(Source data)
::::::::

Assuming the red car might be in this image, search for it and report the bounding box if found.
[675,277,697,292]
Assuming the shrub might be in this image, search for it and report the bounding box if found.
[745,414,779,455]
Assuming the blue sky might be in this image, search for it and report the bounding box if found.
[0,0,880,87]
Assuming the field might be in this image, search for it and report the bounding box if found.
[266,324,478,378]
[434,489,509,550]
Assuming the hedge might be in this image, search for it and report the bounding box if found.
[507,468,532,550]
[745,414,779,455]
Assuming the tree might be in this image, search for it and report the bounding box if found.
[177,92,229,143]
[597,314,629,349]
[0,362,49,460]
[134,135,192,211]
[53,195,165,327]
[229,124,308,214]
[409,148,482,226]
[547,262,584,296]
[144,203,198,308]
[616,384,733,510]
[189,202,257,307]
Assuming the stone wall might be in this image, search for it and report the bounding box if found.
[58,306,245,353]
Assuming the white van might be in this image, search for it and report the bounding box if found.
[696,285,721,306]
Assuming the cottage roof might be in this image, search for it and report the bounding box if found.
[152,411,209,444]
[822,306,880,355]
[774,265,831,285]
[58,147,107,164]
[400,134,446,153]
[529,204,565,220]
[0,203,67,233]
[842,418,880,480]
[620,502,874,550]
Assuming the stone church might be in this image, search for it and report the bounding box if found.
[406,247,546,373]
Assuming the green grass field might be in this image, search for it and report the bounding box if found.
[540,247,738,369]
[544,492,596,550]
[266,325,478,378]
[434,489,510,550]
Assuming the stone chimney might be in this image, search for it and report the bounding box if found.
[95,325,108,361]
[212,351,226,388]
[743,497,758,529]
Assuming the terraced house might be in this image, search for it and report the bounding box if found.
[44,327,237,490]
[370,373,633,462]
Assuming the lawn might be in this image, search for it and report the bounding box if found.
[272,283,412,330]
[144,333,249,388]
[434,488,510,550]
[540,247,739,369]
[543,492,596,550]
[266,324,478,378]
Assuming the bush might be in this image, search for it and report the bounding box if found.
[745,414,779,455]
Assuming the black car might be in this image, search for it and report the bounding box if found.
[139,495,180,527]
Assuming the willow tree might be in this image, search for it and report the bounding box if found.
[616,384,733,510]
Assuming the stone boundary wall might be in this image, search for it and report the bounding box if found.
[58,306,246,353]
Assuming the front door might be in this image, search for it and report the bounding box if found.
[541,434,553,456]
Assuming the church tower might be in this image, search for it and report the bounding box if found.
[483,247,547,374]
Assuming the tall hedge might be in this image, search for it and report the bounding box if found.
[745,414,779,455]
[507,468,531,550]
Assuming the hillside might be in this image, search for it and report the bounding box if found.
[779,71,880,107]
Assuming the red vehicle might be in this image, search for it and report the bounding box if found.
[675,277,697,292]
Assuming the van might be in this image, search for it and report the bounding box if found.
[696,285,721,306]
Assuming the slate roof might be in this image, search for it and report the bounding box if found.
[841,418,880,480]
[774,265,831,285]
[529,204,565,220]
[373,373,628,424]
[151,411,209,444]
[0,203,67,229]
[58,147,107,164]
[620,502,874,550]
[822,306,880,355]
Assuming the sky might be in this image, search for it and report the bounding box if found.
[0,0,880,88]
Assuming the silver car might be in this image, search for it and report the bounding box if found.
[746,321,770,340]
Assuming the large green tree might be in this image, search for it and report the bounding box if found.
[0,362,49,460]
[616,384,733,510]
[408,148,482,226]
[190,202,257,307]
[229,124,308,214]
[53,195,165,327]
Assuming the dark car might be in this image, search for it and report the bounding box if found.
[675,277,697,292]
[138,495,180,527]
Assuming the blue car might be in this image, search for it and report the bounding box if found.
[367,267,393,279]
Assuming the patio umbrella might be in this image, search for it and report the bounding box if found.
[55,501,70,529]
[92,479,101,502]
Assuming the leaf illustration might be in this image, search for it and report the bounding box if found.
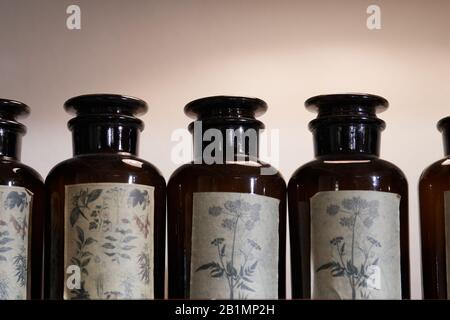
[76,226,84,243]
[0,238,14,245]
[122,236,137,243]
[87,189,102,202]
[211,268,224,278]
[331,269,345,278]
[316,261,336,272]
[347,260,358,275]
[81,258,91,267]
[70,207,83,227]
[84,237,97,246]
[239,283,255,292]
[227,261,237,276]
[195,262,217,272]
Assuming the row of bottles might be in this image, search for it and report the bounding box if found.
[0,94,450,299]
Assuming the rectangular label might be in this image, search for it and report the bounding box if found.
[190,192,280,299]
[311,190,401,300]
[0,186,33,300]
[64,183,154,299]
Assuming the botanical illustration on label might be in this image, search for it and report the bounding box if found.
[190,192,280,299]
[0,186,33,300]
[310,190,401,300]
[64,183,154,299]
[444,191,450,299]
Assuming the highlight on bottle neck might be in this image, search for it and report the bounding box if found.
[0,99,30,160]
[305,94,389,157]
[437,117,450,157]
[184,96,267,164]
[64,94,148,155]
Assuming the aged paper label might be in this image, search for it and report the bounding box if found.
[64,183,154,299]
[190,192,280,299]
[0,186,33,300]
[311,190,401,299]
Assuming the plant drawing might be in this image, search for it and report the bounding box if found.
[102,218,137,264]
[68,185,151,299]
[13,247,27,287]
[0,190,30,300]
[316,197,381,300]
[195,200,261,299]
[0,276,9,300]
[70,189,102,227]
[5,191,28,212]
[71,226,97,275]
[138,246,150,284]
[0,230,14,262]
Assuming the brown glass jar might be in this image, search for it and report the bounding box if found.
[419,117,450,299]
[168,96,286,299]
[0,99,44,300]
[288,94,410,299]
[45,94,166,299]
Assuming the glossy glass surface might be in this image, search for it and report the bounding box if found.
[419,157,450,299]
[45,95,166,299]
[0,99,45,299]
[288,94,410,299]
[167,96,286,298]
[0,157,44,299]
[288,155,410,299]
[167,163,286,299]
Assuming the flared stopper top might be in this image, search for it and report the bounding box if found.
[305,93,389,129]
[64,94,148,130]
[184,96,267,130]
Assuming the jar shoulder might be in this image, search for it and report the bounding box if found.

::::::::

Rewrite the lines from the line with "Assuming the botanical" up to and including the line with "[444,191,450,299]", swapping "botanical illustration" for "plant drawing" and leaving everything else unchanged.

*Exercise answer*
Assuming the plant drawing on label might be in this image, search for it and report the bounding box if found.
[190,192,280,299]
[0,186,33,300]
[310,190,401,300]
[64,183,154,299]
[444,191,450,299]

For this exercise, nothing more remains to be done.